DESCRIPTION OF THE TASK => Swap every "marker" in the material below for "point", and leave all other text unchanged.

BEGIN LISTING

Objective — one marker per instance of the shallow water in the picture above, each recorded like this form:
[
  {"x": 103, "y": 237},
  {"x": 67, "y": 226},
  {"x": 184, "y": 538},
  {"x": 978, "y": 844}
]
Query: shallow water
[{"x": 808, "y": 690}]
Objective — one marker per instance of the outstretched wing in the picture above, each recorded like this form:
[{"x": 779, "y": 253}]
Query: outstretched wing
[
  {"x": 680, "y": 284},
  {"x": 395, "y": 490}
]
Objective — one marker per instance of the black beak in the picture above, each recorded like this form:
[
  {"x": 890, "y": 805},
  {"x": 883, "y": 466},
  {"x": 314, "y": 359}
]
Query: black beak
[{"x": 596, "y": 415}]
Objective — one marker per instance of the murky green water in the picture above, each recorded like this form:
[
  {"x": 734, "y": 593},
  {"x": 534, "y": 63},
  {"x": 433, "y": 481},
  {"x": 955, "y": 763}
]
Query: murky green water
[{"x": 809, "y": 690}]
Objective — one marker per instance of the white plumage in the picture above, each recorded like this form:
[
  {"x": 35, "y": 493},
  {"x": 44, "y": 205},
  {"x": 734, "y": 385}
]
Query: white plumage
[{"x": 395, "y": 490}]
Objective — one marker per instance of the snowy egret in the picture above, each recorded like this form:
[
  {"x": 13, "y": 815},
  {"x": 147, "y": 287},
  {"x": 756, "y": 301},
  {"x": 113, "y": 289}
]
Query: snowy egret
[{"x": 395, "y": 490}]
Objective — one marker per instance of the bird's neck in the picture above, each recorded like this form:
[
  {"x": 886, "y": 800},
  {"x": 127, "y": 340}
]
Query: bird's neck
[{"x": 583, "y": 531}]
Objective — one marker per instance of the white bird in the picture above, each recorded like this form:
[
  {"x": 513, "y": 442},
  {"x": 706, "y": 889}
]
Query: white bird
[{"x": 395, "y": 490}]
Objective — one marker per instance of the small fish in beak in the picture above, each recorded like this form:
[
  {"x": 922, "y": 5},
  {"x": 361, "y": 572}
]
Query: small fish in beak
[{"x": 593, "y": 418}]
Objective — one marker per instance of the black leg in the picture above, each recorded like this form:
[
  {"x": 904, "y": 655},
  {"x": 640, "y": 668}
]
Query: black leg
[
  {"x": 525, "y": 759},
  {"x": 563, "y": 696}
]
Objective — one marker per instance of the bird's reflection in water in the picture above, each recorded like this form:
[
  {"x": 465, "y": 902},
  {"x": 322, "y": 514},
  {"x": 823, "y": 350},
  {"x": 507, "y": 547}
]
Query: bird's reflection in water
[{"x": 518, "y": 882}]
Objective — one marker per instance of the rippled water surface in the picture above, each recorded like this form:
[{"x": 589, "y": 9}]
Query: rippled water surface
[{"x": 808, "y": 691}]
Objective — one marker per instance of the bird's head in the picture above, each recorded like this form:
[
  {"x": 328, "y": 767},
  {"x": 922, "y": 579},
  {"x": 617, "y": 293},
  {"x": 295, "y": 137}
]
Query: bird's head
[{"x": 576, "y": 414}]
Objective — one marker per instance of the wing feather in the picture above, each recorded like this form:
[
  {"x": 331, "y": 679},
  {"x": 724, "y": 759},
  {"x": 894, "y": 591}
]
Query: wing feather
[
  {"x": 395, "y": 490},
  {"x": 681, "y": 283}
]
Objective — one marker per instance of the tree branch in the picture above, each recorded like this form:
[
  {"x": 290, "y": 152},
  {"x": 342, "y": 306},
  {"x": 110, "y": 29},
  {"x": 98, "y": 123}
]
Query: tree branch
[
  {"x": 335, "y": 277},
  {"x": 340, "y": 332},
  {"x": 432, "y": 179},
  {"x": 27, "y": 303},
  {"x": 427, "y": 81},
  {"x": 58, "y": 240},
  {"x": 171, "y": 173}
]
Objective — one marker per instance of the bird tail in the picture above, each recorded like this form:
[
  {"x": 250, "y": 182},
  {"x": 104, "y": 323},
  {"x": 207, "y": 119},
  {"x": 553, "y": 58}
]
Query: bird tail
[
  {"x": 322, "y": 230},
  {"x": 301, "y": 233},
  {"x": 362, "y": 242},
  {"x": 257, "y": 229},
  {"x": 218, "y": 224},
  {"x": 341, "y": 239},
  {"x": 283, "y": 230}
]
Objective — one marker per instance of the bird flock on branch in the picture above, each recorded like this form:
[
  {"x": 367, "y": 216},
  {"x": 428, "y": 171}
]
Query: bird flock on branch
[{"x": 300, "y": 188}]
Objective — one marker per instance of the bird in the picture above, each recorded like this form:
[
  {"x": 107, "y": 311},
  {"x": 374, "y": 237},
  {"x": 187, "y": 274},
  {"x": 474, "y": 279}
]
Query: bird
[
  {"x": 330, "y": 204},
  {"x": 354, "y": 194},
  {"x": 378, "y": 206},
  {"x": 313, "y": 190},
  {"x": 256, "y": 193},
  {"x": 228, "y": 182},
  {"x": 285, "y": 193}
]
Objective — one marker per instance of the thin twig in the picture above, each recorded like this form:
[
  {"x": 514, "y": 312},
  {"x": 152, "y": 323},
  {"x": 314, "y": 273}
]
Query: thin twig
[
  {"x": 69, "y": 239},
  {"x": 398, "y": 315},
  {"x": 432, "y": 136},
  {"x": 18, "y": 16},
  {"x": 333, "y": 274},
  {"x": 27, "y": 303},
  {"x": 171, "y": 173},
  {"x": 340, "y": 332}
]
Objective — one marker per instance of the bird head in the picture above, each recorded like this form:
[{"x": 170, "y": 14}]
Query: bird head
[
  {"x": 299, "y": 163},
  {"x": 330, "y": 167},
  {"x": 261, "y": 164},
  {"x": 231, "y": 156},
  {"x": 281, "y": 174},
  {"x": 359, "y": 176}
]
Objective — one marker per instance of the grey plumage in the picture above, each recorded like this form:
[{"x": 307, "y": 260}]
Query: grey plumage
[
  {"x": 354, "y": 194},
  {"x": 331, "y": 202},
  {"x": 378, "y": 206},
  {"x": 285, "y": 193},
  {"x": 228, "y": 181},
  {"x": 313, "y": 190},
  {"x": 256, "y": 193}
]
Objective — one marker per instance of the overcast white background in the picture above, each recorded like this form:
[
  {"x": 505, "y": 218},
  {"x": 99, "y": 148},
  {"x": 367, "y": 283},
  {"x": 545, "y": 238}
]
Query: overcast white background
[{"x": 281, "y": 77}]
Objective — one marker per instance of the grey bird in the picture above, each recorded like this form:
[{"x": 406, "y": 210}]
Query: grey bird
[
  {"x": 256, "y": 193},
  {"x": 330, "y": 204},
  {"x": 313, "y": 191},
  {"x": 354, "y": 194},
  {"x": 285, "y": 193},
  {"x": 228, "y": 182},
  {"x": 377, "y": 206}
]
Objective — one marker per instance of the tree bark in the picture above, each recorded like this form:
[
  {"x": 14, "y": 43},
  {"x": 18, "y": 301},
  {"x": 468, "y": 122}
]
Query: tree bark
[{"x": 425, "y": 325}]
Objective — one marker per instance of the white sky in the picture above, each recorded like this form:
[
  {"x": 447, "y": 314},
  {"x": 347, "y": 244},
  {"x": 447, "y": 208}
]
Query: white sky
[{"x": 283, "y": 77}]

END LISTING

RESPONSE TO THE EXERCISE =>
Objective — one point per instance of the shallow water in the picture above, each recorded like this form:
[
  {"x": 103, "y": 237},
  {"x": 67, "y": 226},
  {"x": 184, "y": 538},
  {"x": 978, "y": 844}
]
Query: shallow water
[{"x": 808, "y": 690}]
Objective — one point per instance of the outstretched wing in the picture above, each recorded like this form:
[{"x": 779, "y": 253}]
Query: outstretched wing
[
  {"x": 680, "y": 284},
  {"x": 395, "y": 490}
]
Objective — one point per instance of the black beak in the picture above, each recorded like this form:
[
  {"x": 890, "y": 805},
  {"x": 883, "y": 466},
  {"x": 314, "y": 359}
]
Query: black beak
[{"x": 596, "y": 415}]
Objective — one point per instance of the murky green water in the picture above, each recorded like this form:
[
  {"x": 734, "y": 593},
  {"x": 534, "y": 63},
  {"x": 433, "y": 481},
  {"x": 955, "y": 763}
]
Query: murky green water
[{"x": 809, "y": 690}]
Objective — one point per instance of the white plumage in the picture above, each recorded like this form:
[
  {"x": 35, "y": 493},
  {"x": 44, "y": 205},
  {"x": 734, "y": 385}
]
Query: white plumage
[{"x": 395, "y": 490}]
Objective — one point per instance of the snowy egret in the picture above, each recorded like this form:
[
  {"x": 13, "y": 815},
  {"x": 147, "y": 287},
  {"x": 756, "y": 301},
  {"x": 113, "y": 289}
]
Query: snowy egret
[{"x": 395, "y": 490}]
Objective — one point per instance of the bird's neck in the picture above, each recorded like this form:
[
  {"x": 886, "y": 800},
  {"x": 127, "y": 340}
]
Query: bird's neck
[{"x": 583, "y": 531}]
Objective — one point per instance of the white bird in the picture above, each recorded like this form:
[
  {"x": 513, "y": 442},
  {"x": 706, "y": 889}
]
Query: white bird
[{"x": 395, "y": 490}]
Objective — one point per instance of the small fish in beak in the picture above, each recorded like this form:
[
  {"x": 922, "y": 5},
  {"x": 361, "y": 572}
]
Query: small fish in beak
[{"x": 593, "y": 418}]
Objective — one point per instance of the black leg in the picture above, each recorded like this form:
[
  {"x": 904, "y": 655},
  {"x": 640, "y": 668}
]
Query: black leg
[
  {"x": 525, "y": 759},
  {"x": 563, "y": 696}
]
Objective — one point per instance of the bird's reflection in water in the picture above, each recorded like this form:
[
  {"x": 465, "y": 902},
  {"x": 322, "y": 514},
  {"x": 823, "y": 350},
  {"x": 507, "y": 547}
]
Query: bird's reflection in water
[{"x": 518, "y": 882}]
Objective — one point per instance of the rippled water surface in the picture above, each recorded like this form:
[{"x": 589, "y": 9}]
Query: rippled water surface
[{"x": 808, "y": 691}]
Objective — one point per instance of the bird's head in the picture above, each recorded like this form:
[
  {"x": 328, "y": 767},
  {"x": 922, "y": 579},
  {"x": 617, "y": 293},
  {"x": 295, "y": 137}
]
Query: bird's head
[{"x": 576, "y": 414}]
Objective — one point per instance of the wing feather in the picture above, each recorded like this form:
[
  {"x": 331, "y": 679},
  {"x": 724, "y": 759},
  {"x": 894, "y": 591}
]
Query: wing feather
[
  {"x": 395, "y": 490},
  {"x": 681, "y": 283}
]
Objective — one point per instance of the tree branch in the picture above, each recorded like this form:
[
  {"x": 290, "y": 152},
  {"x": 342, "y": 306},
  {"x": 110, "y": 29},
  {"x": 98, "y": 123}
]
Query: tree branch
[
  {"x": 335, "y": 277},
  {"x": 340, "y": 332},
  {"x": 432, "y": 179},
  {"x": 27, "y": 303},
  {"x": 427, "y": 81},
  {"x": 58, "y": 240},
  {"x": 171, "y": 173}
]
Objective — one point per instance of the bird tail in the picture above, each recorded like this form:
[
  {"x": 250, "y": 182},
  {"x": 104, "y": 323},
  {"x": 207, "y": 119},
  {"x": 553, "y": 58}
]
Query: bird tail
[
  {"x": 322, "y": 230},
  {"x": 301, "y": 233},
  {"x": 362, "y": 242},
  {"x": 257, "y": 229},
  {"x": 218, "y": 224},
  {"x": 341, "y": 239},
  {"x": 283, "y": 230}
]
Objective — one point per instance of the bird flock on branch in the picture above, each recorded like this form:
[
  {"x": 367, "y": 216},
  {"x": 428, "y": 171}
]
Query: bird flock on branch
[{"x": 300, "y": 188}]
Objective — one point per instance of the bird in the picture above, each recorded like this form:
[
  {"x": 107, "y": 311},
  {"x": 374, "y": 237},
  {"x": 187, "y": 274},
  {"x": 474, "y": 279}
]
Query: bird
[
  {"x": 330, "y": 204},
  {"x": 354, "y": 194},
  {"x": 378, "y": 206},
  {"x": 313, "y": 190},
  {"x": 256, "y": 193},
  {"x": 228, "y": 182},
  {"x": 285, "y": 193}
]
Objective — one point per instance of the thin twig in the picture above, each recorded like this form:
[
  {"x": 514, "y": 312},
  {"x": 152, "y": 323},
  {"x": 314, "y": 273}
]
Query: thin twig
[
  {"x": 69, "y": 239},
  {"x": 398, "y": 315},
  {"x": 432, "y": 136},
  {"x": 18, "y": 16},
  {"x": 333, "y": 274},
  {"x": 27, "y": 303},
  {"x": 171, "y": 173},
  {"x": 340, "y": 332}
]
Objective — one point per instance of the bird head in the picture above, each recorded like this form:
[{"x": 170, "y": 14}]
Query: bird head
[
  {"x": 299, "y": 163},
  {"x": 330, "y": 167},
  {"x": 261, "y": 164},
  {"x": 231, "y": 156},
  {"x": 281, "y": 174},
  {"x": 359, "y": 176}
]
Objective — one point per instance of the grey plumage in the picture above, each recorded like this form:
[{"x": 307, "y": 260}]
Query: grey plumage
[
  {"x": 354, "y": 194},
  {"x": 331, "y": 202},
  {"x": 378, "y": 206},
  {"x": 285, "y": 193},
  {"x": 228, "y": 181},
  {"x": 313, "y": 190},
  {"x": 256, "y": 193}
]
Objective — one point per instance of the overcast white background in the picture above, each recorded like this form:
[
  {"x": 505, "y": 218},
  {"x": 99, "y": 148},
  {"x": 367, "y": 283},
  {"x": 545, "y": 238}
]
Query: overcast white background
[{"x": 281, "y": 77}]
Objective — one point per instance of the grey bird in the picture above, each recorded like this form:
[{"x": 406, "y": 210}]
Query: grey bird
[
  {"x": 256, "y": 193},
  {"x": 330, "y": 204},
  {"x": 313, "y": 191},
  {"x": 354, "y": 194},
  {"x": 285, "y": 193},
  {"x": 228, "y": 182},
  {"x": 377, "y": 206}
]
Objective — one point per instance of the tree bark in the picture above, each recorded like this form:
[
  {"x": 14, "y": 43},
  {"x": 18, "y": 301},
  {"x": 468, "y": 122}
]
Query: tree bark
[{"x": 425, "y": 325}]
Objective — one point per instance of the white sky in the picture above, each recorded like this form:
[
  {"x": 447, "y": 314},
  {"x": 347, "y": 244},
  {"x": 447, "y": 208}
]
Query: white sky
[{"x": 283, "y": 77}]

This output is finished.